◆ Given request 1 ◆
Using the dog-treat thread below, decide whether each statement agrees with it: (a) the Wellness Puppy Treats get cut into 6 pieces, (b) Evye's Mom has no bags of Wellness Puppy treats left, (c) the Wellness treats look and smell like cheese. Answer yes or no for each and quote the thread's deciding words.

◆ Source ◆
We use the Wellness Puppy Treats (Petco carries them) and I cut each square up into 6 pieces. We also use small cubes of turkey or chicken. Pixie inhales both of these and the Wellness treats have only good ingredients in them. They look and smell like jerky.


----------



## Evye's Mom (Dec 16, 2008)

I like the Wellness Puppy treats too. They got a little tired of them so I still have 3 bags put aside. I figure when I reintroduce them, they will love them again. I cut them up too...sort of chewy.


----------



## Colleen G (Jun 25, 2008)

Our favorite is chicken liver. She only gets it when we are training, which makes it special and does not get tired of it...so far anyways. For treats other than training, we use cooked carrots or raw, and dehydrated peas. Both our dogs get the same treats, and they will do anything for them.


----------



## marb42 (Oct 19, 2008)

◆ Given request 2 ◆
Please pick out every line of the records below that contains the string "facade".

◆ Records for this task ◆
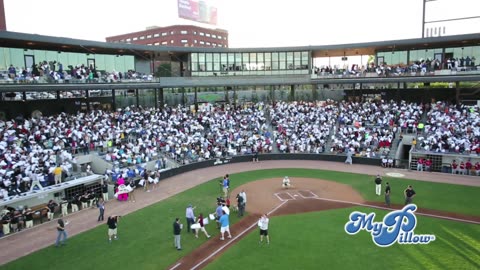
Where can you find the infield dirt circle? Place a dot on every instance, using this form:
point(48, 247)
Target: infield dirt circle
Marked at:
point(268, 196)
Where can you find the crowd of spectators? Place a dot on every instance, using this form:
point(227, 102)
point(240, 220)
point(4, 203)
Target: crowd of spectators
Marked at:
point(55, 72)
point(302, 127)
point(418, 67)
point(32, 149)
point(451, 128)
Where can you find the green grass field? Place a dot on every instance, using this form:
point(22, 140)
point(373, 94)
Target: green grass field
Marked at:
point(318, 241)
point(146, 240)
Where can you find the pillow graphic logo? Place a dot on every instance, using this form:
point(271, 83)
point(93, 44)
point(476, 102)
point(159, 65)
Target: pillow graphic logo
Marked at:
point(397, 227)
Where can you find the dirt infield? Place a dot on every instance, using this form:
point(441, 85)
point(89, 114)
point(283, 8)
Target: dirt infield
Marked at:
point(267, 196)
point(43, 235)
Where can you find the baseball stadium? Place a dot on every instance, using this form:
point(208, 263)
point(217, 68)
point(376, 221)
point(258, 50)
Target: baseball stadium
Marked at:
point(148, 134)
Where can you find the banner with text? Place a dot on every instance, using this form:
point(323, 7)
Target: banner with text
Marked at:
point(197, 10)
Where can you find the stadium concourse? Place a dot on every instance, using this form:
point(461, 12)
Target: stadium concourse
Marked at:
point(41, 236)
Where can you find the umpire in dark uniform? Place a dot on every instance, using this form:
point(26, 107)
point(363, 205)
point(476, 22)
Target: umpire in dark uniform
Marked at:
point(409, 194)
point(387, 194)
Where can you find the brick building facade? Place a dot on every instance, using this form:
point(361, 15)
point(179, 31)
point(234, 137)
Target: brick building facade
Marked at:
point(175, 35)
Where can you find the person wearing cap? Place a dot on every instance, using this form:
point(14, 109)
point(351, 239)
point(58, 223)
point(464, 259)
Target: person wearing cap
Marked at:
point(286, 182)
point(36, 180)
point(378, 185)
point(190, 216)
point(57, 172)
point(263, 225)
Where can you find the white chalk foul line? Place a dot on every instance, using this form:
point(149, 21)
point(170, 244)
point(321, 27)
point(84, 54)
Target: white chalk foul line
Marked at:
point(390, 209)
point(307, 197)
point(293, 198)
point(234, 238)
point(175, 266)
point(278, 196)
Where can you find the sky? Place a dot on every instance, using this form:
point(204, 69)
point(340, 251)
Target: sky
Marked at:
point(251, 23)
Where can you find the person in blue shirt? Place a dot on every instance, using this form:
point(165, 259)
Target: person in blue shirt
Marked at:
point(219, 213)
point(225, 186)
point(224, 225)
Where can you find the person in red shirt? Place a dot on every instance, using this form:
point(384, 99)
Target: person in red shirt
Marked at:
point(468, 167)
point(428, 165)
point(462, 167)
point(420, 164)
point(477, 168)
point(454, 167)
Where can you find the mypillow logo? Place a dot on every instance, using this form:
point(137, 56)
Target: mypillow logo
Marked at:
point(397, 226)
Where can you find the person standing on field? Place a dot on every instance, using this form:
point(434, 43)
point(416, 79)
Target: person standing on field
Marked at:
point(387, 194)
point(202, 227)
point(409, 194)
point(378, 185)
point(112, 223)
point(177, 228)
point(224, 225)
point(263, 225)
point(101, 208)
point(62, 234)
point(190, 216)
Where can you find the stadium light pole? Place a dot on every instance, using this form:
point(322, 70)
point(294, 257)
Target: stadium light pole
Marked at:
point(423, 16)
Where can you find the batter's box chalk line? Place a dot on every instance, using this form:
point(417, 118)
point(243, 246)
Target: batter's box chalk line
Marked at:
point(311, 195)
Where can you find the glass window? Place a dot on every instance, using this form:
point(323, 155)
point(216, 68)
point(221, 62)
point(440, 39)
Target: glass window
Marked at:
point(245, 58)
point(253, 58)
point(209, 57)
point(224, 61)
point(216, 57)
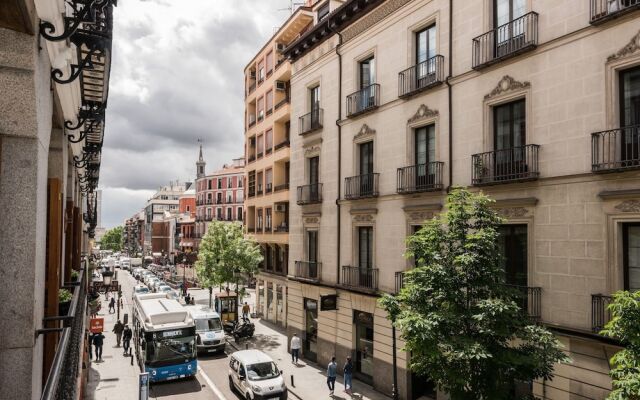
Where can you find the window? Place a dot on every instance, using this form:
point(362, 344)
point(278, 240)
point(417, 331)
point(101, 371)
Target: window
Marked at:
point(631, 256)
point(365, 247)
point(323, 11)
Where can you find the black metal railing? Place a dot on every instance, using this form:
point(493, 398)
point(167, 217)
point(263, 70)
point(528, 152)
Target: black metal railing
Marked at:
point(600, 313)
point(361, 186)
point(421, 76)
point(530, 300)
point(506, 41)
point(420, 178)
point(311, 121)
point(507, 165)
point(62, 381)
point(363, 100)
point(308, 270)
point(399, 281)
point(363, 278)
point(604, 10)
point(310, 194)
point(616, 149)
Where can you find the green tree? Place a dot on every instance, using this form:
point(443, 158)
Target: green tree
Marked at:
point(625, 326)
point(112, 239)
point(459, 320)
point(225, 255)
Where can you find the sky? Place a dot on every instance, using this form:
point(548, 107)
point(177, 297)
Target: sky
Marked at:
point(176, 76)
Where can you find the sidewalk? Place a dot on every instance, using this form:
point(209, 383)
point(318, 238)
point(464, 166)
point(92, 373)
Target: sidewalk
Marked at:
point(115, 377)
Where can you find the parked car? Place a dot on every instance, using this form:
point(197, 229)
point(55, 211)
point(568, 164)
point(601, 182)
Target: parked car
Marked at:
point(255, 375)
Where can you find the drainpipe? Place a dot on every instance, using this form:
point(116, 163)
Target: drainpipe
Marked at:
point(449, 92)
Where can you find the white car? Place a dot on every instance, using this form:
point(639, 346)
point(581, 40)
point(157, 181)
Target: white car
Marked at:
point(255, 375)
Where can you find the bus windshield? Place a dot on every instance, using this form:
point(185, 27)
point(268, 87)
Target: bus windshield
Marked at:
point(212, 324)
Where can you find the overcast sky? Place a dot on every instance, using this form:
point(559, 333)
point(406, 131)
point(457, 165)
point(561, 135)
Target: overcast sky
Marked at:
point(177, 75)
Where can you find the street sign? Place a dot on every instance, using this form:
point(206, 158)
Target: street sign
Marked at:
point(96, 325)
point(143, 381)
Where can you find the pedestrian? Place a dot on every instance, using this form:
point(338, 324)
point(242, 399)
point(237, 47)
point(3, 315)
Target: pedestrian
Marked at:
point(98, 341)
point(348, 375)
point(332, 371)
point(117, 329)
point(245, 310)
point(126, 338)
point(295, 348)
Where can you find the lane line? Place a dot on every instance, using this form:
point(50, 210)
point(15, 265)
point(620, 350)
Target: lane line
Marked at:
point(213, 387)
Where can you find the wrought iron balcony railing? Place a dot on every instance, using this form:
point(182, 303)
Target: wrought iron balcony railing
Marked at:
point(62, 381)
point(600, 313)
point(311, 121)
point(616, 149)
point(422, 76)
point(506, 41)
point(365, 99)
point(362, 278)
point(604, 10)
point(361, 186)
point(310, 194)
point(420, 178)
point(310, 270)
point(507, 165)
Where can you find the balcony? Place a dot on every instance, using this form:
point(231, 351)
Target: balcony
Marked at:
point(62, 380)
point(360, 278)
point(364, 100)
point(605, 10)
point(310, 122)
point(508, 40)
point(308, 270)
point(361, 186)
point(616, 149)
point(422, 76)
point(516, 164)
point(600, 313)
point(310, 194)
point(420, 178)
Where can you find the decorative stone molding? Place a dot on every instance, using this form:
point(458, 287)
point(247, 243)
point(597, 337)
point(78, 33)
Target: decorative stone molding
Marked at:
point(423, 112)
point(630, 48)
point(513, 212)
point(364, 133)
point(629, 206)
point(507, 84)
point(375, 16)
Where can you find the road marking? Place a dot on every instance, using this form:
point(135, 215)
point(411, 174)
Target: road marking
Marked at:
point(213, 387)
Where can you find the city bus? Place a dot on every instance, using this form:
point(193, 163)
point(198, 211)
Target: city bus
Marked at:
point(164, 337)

--

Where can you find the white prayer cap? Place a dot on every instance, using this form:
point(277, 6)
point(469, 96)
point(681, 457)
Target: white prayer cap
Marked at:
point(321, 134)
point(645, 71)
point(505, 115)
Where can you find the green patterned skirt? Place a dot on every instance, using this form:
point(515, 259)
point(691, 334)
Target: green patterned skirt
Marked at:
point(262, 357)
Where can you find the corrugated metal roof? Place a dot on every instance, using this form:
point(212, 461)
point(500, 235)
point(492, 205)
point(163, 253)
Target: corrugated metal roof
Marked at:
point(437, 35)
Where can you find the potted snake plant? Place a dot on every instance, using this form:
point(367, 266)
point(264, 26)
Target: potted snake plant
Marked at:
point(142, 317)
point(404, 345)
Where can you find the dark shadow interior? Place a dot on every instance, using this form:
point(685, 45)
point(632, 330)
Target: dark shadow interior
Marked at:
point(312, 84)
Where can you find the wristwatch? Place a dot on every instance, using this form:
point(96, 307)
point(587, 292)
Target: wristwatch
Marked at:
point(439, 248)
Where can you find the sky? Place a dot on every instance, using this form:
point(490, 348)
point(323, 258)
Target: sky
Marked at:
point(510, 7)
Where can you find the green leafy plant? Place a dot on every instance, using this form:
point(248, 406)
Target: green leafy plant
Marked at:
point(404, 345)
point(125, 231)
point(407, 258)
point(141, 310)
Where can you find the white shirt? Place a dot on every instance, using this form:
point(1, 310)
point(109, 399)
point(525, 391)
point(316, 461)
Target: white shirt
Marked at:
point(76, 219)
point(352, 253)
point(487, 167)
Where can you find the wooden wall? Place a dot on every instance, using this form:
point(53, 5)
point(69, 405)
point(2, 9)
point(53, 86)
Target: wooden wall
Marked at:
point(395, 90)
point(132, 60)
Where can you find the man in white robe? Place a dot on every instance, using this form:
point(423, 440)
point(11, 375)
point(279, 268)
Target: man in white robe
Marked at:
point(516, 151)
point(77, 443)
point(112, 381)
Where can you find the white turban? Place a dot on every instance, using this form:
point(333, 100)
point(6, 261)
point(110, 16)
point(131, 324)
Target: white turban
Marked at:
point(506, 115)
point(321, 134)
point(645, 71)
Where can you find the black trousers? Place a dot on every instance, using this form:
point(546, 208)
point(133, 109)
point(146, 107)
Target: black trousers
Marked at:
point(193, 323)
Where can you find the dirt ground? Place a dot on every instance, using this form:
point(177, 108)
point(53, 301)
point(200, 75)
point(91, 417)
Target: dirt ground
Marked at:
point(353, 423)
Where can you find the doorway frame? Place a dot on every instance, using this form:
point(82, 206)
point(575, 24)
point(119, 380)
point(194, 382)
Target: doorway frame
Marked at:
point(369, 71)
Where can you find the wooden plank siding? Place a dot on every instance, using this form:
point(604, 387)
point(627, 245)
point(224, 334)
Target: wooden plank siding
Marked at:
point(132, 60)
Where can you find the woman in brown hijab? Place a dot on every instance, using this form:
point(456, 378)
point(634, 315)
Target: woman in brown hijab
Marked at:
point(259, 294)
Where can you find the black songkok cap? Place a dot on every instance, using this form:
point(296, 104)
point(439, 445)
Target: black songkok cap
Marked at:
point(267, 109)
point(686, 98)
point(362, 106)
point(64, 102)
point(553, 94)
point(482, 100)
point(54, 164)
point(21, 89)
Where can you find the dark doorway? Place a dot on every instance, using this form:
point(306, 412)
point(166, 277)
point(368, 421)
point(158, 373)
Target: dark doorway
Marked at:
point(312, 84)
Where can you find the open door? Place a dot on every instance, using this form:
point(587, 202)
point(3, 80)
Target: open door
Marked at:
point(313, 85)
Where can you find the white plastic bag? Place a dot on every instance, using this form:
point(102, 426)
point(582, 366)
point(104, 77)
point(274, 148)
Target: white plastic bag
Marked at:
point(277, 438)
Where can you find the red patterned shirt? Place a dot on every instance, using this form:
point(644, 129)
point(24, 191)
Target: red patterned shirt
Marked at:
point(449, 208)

◆ Final answer 1 ◆
(a) Yes: "I cut each square up into 6 pieces."
(b) No: "I still have 3 bags put aside."
(c) No: "They look and smell like jerky."

◆ Final answer 2 ◆
Where can you find the brick building facade? Place a dot on every instance, using this form:
Target: brick building facade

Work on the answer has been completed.